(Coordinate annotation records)
-=-=-=-=-

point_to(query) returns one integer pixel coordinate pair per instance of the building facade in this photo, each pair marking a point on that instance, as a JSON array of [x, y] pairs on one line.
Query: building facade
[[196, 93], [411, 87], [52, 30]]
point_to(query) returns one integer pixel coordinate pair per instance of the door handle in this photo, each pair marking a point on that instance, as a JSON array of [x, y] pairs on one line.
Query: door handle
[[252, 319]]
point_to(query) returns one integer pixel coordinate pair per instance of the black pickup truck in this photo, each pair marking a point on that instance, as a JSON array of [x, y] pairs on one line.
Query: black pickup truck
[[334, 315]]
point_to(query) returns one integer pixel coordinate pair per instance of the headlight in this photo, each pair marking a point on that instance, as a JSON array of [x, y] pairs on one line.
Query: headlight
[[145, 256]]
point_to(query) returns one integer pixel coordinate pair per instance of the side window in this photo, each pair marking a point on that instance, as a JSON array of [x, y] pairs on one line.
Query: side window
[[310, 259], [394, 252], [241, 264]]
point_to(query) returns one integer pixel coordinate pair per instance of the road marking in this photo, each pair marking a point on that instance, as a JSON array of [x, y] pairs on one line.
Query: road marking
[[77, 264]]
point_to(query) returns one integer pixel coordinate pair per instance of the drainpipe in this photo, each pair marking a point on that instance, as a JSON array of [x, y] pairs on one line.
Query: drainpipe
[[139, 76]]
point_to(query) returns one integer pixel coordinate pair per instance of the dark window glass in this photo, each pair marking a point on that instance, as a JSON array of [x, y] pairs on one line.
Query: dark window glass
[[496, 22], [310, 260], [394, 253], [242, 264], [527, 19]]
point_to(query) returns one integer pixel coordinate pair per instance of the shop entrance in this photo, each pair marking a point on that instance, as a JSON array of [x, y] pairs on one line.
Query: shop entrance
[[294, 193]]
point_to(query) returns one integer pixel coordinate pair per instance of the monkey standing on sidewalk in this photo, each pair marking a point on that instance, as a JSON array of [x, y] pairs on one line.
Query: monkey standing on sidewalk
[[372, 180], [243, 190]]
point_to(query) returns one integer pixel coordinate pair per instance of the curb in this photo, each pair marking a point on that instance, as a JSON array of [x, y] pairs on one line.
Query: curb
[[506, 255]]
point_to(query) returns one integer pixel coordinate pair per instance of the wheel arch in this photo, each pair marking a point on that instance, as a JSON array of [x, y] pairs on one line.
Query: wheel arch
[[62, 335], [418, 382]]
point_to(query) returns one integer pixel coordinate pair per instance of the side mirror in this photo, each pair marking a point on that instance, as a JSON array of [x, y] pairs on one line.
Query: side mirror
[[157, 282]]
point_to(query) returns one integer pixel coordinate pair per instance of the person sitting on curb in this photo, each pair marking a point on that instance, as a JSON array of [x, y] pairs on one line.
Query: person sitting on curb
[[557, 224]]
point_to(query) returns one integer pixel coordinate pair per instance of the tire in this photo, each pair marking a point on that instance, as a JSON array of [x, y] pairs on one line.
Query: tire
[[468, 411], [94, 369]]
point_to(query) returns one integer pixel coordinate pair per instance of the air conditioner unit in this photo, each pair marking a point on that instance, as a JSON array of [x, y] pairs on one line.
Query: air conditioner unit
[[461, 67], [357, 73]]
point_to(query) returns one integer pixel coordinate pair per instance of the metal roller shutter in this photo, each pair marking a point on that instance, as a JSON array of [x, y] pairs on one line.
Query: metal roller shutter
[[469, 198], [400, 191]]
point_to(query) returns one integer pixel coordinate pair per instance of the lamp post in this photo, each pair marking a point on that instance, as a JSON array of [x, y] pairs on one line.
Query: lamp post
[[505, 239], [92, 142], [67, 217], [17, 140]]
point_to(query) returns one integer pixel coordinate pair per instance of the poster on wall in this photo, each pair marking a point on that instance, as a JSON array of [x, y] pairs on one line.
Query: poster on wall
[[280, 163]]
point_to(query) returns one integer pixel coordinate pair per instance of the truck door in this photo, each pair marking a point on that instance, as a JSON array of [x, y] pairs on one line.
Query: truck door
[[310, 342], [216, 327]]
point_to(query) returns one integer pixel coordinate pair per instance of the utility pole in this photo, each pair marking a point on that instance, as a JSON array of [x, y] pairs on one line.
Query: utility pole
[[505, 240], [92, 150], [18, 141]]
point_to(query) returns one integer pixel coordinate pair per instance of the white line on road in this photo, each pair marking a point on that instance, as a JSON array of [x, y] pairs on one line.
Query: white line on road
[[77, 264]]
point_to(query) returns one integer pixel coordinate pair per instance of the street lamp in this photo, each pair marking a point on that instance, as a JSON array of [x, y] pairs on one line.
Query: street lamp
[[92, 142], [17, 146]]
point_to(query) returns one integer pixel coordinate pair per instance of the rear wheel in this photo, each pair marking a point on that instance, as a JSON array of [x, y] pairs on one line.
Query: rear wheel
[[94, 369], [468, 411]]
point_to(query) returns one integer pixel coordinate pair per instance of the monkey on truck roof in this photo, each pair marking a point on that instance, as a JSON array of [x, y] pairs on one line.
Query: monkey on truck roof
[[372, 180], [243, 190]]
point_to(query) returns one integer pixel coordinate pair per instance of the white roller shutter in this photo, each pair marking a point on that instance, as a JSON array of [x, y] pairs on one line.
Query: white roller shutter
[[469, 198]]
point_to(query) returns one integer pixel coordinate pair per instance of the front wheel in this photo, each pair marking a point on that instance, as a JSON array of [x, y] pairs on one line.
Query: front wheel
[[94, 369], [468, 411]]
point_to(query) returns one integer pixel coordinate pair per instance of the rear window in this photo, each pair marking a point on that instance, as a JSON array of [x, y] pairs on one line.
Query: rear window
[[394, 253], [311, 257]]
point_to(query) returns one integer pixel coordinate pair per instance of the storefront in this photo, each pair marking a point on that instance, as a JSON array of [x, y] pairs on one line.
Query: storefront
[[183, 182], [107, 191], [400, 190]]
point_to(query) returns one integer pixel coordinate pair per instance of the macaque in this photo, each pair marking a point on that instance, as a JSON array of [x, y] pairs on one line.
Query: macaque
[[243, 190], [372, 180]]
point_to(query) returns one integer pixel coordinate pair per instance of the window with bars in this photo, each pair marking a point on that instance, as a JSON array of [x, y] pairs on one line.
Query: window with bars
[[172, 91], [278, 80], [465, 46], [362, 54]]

-=-=-=-=-

§ **THE PROBLEM**: Reproduce everything from the line containing "of the storefront" down to the end of the records, requests included, and shift every coordinate in the answers by adding 88 to it.

§ **RESPONSE**:
point_to(query) returns one integer pixel coordinate pair per instance of the storefront in this photo, each pair marking a point on that instance, as a JSON array of [x, y] pairs on one line.
Query: storefront
[[271, 270], [195, 279], [488, 278]]
point_to(query) returns one integer pixel coordinate pair per instance of the macaque in this photo, each pair marking a point on that instance, as a JSON array of [x, y] pairs on one line.
Query: macaque
[[331, 278], [460, 268]]
point_to(query) returns one integer pixel coordinate pair per instance of the window with bars in this photo, each pair marking a point on that instance, as a JSON array of [x, y] pairs on one line.
Query: window with bars
[[260, 179], [366, 168], [553, 134], [450, 142]]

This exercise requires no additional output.